▶ _Goal of the exercise_:
List every line of the records that contains the word "Locate".

▶ _Records provided_:

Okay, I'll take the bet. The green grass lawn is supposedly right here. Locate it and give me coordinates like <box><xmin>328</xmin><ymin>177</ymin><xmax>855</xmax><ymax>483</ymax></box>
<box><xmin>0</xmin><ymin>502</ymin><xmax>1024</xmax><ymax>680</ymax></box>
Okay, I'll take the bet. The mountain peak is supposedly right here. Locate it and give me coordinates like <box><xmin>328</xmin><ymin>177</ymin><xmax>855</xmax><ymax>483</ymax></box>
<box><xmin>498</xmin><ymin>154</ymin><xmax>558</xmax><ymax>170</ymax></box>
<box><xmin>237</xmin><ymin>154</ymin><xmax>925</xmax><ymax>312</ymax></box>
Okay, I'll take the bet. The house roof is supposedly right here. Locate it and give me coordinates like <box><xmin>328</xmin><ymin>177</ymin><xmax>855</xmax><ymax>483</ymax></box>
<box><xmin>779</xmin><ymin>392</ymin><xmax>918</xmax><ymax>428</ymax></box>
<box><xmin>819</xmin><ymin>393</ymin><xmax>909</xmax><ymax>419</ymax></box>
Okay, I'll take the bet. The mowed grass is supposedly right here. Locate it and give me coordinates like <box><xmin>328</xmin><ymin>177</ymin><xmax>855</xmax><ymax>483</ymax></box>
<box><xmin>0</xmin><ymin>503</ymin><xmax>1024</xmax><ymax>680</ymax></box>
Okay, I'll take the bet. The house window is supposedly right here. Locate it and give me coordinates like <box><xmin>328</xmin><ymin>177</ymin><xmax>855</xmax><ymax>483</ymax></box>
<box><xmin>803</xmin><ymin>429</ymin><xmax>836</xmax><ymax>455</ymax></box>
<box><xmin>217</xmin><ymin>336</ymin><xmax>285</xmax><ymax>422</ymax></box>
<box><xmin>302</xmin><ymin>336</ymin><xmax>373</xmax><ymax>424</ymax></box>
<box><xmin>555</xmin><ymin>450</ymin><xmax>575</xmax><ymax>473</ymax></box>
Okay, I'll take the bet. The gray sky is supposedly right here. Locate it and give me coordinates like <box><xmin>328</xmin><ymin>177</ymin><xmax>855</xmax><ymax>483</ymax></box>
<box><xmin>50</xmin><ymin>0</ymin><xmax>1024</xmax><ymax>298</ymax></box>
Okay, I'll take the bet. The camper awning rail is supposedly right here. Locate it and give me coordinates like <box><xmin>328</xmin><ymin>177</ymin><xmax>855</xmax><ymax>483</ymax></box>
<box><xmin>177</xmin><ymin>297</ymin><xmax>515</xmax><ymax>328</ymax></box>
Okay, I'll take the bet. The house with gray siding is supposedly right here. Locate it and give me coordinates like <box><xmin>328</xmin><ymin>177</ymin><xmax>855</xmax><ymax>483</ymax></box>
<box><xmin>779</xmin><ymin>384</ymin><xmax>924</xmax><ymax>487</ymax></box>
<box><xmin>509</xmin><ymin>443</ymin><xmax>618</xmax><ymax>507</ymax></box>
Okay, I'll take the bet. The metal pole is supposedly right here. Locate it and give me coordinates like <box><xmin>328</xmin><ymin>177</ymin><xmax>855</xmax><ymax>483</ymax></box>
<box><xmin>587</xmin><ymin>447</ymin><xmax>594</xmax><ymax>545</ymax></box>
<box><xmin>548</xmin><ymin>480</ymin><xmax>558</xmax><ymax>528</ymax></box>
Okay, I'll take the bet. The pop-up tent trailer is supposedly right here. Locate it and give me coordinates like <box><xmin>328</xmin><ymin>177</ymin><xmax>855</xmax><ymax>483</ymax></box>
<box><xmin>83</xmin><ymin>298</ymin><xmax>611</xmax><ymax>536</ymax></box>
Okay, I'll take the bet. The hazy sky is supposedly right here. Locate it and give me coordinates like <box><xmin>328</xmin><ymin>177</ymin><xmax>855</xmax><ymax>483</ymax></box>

▶ _Written solution_:
Okay, I'll take the bet. The green grass lawn is supposedly right here. Locate it and give me coordinates like <box><xmin>328</xmin><ymin>177</ymin><xmax>855</xmax><ymax>483</ymax></box>
Okay, I'll take the bet. The mountain peak is supposedly right here. Locate it and give me coordinates like <box><xmin>328</xmin><ymin>177</ymin><xmax>855</xmax><ymax>483</ymax></box>
Okay, I'll take the bet. The house roof is supposedly right here. Locate it and give me coordinates like <box><xmin>328</xmin><ymin>177</ymin><xmax>855</xmax><ymax>483</ymax></box>
Okay, I'll take the bet. The mowed grass is supposedly right here. Locate it and give me coordinates like <box><xmin>328</xmin><ymin>177</ymin><xmax>855</xmax><ymax>483</ymax></box>
Okay, I'll take the bet. The house window is supposedly right here. Locate it and give me coordinates like <box><xmin>328</xmin><ymin>177</ymin><xmax>855</xmax><ymax>483</ymax></box>
Okay, I'll take the bet. The gray sky is supposedly right here. Locate it and give me coordinates like <box><xmin>328</xmin><ymin>177</ymin><xmax>855</xmax><ymax>483</ymax></box>
Okay, I'll take the bet. The camper awning rail is supposedly right here. Locate it and give me coordinates like <box><xmin>328</xmin><ymin>177</ymin><xmax>855</xmax><ymax>483</ymax></box>
Okay, I'll take the bet. The house with gray siding is supposedly right here. Locate it and give me coordinates like <box><xmin>328</xmin><ymin>177</ymin><xmax>855</xmax><ymax>483</ymax></box>
Okay, I'll take the bet. The metal pole is supposedly right here. Locate it and give me coordinates like <box><xmin>328</xmin><ymin>177</ymin><xmax>855</xmax><ymax>483</ymax></box>
Okay, I'll take the bet. The pop-up tent trailer is supposedly right here. Locate it and give me coordinates like <box><xmin>328</xmin><ymin>177</ymin><xmax>855</xmax><ymax>483</ymax></box>
Okay, I'll take the bet. The hazy sky is supposedly right here. Locate it and give me coordinates like <box><xmin>328</xmin><ymin>177</ymin><xmax>855</xmax><ymax>483</ymax></box>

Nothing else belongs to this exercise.